§ Tâches à réaliser
A. Dans le récit de la fête des chants de marins, reprenez tout le passage allant de « Je reviens de » jusqu'à « et des bateaux. » en changeant « Paimpol » en « Concarneau ».
B. Dans le récit de la fête des chants de marins, qui complète à la guitare le duo père-fils des Lemieux ?

§ Texte cité
-----
Je reviens de La fête des chants de marins de St-Jean-Port-Joli où j’ai passé un week-en d’amoureux avec ma douce.  J’y ai notamment réentendu avec plaisir « Les souillés de fond de cale » (un groupe breton de Paimpol que nous avions découvert à Binic en 2000) et découvert le trio « Lemieux-Marchand » (le duo de père-fils violoneux des Lemieux complété par Paul Marchand à la guitare) et la comédienne et conteuse Valérie Lecoq qui animait une fort chouette randonnée « contée/jouée » (du « récit de vies théâtralisé », explique-t-elle) intitulée « Femmes de marins, compagnes de pêche ».

Je suis un gars de la ville et je me sens plus proche du feu que de l’eau, mais y’a quelque chose qui me bouleverse profondément à être ainsi près de la mer et des bateaux.

Ce fût l’occasion d’une passionnante discussion avec Mme Lecoq justement sur l’appellation « arts du récit » vs. « conte » (associé au spectacle pour enfants selon elle), l’utilisation d’accessoires en soutien à son spectacle (notamment un drap que l’on prend dans un lieu pour finalement le plier plus tard avec un membre du public) et le travail d’intégration du spectacle dans de nouveaux lieux chaque fois (la partie « randonnée » du show).

Bien sûr, son spectacle est théâtralisé, mais elle n’en fait pas de mystère.  Elle fait d’abord un travail de comédienne.  Si le spectacle commence au « elle » en parlant d’Henriette, un personnage fictif de femme de marin composé de plusieurs témoignages véritables, dès la troisième station on passe au « je » alors que Valérie interprète Henriette.  Pour elle, « il me serait impossible ou difficile de refaire du conte de manière traditionnelle, assise sur une chaise.  Je connais peu de gens qui le font encore de cette façon ».  Point de vue intéressant…  Qu’il m’est évidemment difficile de partager complètement.
-----
§ Extraits de données
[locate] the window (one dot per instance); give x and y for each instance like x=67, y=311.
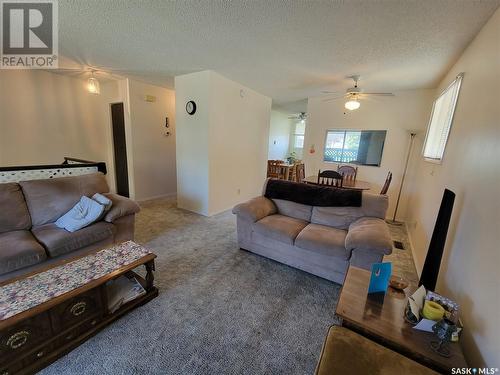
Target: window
x=362, y=147
x=297, y=143
x=440, y=121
-----
§ En réponse
A.
Je reviens de La fête des chants de marins de St-Jean-Port-Joli où j’ai passé un week-en d’amoureux avec ma douce.  J’y ai notamment réentendu avec plaisir « Les souillés de fond de cale » (un groupe breton de Concarneau que nous avions découvert à Binic en 2000) et découvert le trio « Lemieux-Marchand » (le duo de père-fils violoneux des Lemieux complété par Paul Marchand à la guitare) et la comédienne et conteuse Valérie Lecoq qui animait une fort chouette randonnée « contée/jouée » (du « récit de vies théâtralisé », explique-t-elle) intitulée « Femmes de marins, compagnes de pêche ».

Je suis un gars de la ville et je me sens plus proche du feu que de l’eau, mais y’a quelque chose qui me bouleverse profondément à être ainsi près de la mer et des bateaux.

B. Paul Marchand.